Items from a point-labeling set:
══════════

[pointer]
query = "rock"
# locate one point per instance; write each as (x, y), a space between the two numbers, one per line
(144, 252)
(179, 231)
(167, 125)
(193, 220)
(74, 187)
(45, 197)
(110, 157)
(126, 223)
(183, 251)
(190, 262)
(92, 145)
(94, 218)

══════════

▶ **Written request**
Retype every line of the items above without changing a single character.

▶ **Reply to the task**
[pointer]
query = "rock"
# locate one point per instance; write each as (x, y), a space between the two numbers, one per line
(144, 252)
(179, 231)
(167, 125)
(193, 220)
(74, 187)
(45, 197)
(110, 157)
(126, 223)
(183, 251)
(190, 262)
(92, 145)
(94, 218)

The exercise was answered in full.